→ **YOUR OBJECTIVE**: Could you gather every line of the records that contains the string "target", counting only matches in the same case?

→ **SUPPLIED MATERIAL**:
.....

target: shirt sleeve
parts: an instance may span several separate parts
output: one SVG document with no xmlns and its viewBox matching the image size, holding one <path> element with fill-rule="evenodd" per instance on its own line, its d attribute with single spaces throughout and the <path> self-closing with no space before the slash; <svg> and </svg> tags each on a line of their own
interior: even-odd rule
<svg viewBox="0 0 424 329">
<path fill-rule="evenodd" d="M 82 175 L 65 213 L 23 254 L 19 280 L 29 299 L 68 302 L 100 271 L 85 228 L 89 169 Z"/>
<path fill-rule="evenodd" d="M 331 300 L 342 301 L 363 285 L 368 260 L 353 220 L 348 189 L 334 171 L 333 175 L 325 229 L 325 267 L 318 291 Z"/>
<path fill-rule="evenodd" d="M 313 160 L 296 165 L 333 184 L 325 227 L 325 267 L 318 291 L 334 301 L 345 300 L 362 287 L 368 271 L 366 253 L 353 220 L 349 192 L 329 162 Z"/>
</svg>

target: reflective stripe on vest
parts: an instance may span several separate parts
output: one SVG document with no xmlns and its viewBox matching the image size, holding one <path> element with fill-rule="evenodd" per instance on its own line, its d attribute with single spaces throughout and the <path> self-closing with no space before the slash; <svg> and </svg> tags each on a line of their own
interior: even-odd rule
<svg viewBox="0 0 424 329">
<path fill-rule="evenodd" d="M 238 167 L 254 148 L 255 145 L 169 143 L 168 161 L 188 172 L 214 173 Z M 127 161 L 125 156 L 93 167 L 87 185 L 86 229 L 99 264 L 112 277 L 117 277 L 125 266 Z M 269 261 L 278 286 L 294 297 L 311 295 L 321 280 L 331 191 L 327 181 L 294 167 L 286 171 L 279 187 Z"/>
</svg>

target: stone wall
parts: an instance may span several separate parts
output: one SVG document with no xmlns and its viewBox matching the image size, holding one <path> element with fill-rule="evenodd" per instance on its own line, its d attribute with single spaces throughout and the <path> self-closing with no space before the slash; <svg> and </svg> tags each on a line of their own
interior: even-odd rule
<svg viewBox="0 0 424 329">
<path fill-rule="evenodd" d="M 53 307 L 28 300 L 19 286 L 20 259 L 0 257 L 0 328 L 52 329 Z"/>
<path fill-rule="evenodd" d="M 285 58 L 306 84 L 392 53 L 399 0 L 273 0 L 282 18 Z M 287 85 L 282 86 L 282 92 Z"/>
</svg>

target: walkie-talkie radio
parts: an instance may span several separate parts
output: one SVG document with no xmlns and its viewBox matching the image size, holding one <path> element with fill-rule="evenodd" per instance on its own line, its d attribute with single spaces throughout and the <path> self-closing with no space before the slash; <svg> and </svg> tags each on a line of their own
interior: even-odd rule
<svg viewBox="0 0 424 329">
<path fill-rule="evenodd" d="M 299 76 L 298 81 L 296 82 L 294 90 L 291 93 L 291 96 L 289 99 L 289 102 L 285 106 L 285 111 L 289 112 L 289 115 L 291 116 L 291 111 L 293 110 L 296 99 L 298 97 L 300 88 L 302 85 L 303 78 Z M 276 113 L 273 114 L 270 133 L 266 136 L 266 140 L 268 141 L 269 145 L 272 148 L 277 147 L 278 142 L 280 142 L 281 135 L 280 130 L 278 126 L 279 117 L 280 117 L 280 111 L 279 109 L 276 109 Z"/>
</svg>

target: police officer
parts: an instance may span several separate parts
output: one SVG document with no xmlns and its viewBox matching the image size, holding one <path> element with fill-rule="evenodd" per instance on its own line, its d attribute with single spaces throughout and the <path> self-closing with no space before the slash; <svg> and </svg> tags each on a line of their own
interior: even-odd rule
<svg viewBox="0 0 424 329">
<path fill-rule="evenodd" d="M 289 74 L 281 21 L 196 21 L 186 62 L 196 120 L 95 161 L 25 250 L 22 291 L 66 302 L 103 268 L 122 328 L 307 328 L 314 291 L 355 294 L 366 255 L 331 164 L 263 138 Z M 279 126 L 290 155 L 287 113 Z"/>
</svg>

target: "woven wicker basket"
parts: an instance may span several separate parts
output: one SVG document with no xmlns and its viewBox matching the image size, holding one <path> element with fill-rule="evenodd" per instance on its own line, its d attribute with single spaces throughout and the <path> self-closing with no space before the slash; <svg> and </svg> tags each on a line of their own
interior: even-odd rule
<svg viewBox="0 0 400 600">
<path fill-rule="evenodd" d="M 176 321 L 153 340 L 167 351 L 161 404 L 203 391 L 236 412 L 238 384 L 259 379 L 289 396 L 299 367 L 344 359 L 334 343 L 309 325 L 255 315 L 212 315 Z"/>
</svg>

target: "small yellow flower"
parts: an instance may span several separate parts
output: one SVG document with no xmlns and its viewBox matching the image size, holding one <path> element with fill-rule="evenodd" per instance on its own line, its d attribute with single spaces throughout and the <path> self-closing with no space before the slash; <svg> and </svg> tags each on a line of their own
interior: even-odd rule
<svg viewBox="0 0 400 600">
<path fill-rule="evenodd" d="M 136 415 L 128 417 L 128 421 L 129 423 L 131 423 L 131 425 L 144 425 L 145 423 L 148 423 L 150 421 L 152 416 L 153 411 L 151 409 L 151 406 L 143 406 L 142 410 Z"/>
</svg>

.....

→ **TASK ANSWER**:
target: shirt sleeve
target: reflective stripe on vest
target: stone wall
target: walkie-talkie radio
target: police officer
target: "woven wicker basket"
target: "small yellow flower"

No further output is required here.